### REQUIRED WORK
Every entry that follows should be reproduced exactly.

(Entries taken from a collection)
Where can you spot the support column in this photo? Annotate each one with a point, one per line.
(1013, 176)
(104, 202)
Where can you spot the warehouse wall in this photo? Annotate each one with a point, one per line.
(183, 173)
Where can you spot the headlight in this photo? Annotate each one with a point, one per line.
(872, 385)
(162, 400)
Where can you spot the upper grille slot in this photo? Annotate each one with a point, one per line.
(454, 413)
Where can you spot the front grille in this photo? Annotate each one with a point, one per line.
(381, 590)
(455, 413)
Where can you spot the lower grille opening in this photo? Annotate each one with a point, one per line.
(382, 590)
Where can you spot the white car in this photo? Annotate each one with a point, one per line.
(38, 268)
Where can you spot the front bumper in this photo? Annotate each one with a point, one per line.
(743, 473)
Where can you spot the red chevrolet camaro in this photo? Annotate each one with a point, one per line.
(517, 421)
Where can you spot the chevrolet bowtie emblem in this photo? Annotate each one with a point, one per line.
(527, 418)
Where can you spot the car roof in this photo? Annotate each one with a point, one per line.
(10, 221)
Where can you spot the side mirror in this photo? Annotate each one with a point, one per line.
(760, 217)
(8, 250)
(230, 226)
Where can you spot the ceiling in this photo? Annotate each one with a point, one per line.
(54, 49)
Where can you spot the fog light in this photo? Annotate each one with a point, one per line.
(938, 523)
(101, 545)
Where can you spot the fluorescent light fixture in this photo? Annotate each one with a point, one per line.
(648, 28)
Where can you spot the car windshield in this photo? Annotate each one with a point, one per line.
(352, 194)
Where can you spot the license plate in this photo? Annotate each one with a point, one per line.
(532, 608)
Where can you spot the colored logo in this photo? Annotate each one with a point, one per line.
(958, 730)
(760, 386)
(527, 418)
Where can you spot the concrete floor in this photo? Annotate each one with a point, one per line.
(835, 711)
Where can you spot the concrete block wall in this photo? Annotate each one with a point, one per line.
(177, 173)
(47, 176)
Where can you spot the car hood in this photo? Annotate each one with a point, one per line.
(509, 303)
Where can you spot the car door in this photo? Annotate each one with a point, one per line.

### RESPONSE TO THE TASK
Where can you spot the support column in this photo? Annotate each one with a point, one per line.
(1013, 176)
(104, 202)
Where can you spot the warehouse wall in this photo? Annotate each one with a point, one per line.
(183, 173)
Where can you spot the headlight in this photo? Annotate each one with a point, one per line.
(872, 385)
(162, 400)
Where can you spot the upper grille slot in this photo? Annotate each one with a point, one per line.
(454, 413)
Where can you spot the front grille in this photo? Annotate each one with a point, one per line.
(381, 590)
(455, 413)
Where can you spot the lower grille opening in this photo? Annotate each one with a point, one per line.
(382, 590)
Where can you spot the white car in this photo? Annotate each one with a point, one per line.
(38, 268)
Where can you spot the front bumper in this photo? Annotate each one with a point, one per line.
(743, 473)
Where can you spot the red chevrolet camaro in this photo? Annotate each one with a point, one per line.
(517, 421)
Where can you spot the chevrolet bowtie emblem in this photo? Annotate each one with a point, one per line.
(527, 418)
Where can you spot the car roof in this photo? Annotate each one with a point, one per line.
(10, 221)
Where can you spot the side mirror in this photo? Annotate each one with a point, one per line.
(760, 217)
(8, 250)
(230, 226)
Where can you spot the ceiling in this photo? Annotate each one with a point, one per line.
(54, 49)
Where can you spot the fog light in this photo? Annotate each one with a point, one per line.
(938, 523)
(101, 545)
Where can you spot the fluorescent light fixture in this photo? Annotate each one with a point, one per line.
(648, 28)
Where can you spot the car windshield in this photo? Annotate each one with a point, one per line.
(352, 194)
Where can you spot the license plate in this photo? Annotate each one with a point, one per line.
(532, 608)
Where can you spot the colored logo in this photo? Annotate each one with a point, one per line.
(958, 730)
(760, 386)
(527, 418)
Where can you spot the concrete floor in this photo? Annotate each one with a point, one per line.
(835, 711)
Where can you spot the concrete block wall in this photo? Annotate each one with a point, one per line.
(177, 173)
(47, 176)
Where can you spot the car hood in this photo? Annotate each one with a point, one per line.
(509, 303)
Where can you spot the car door in this photo? Annotate each one with a point, one per line.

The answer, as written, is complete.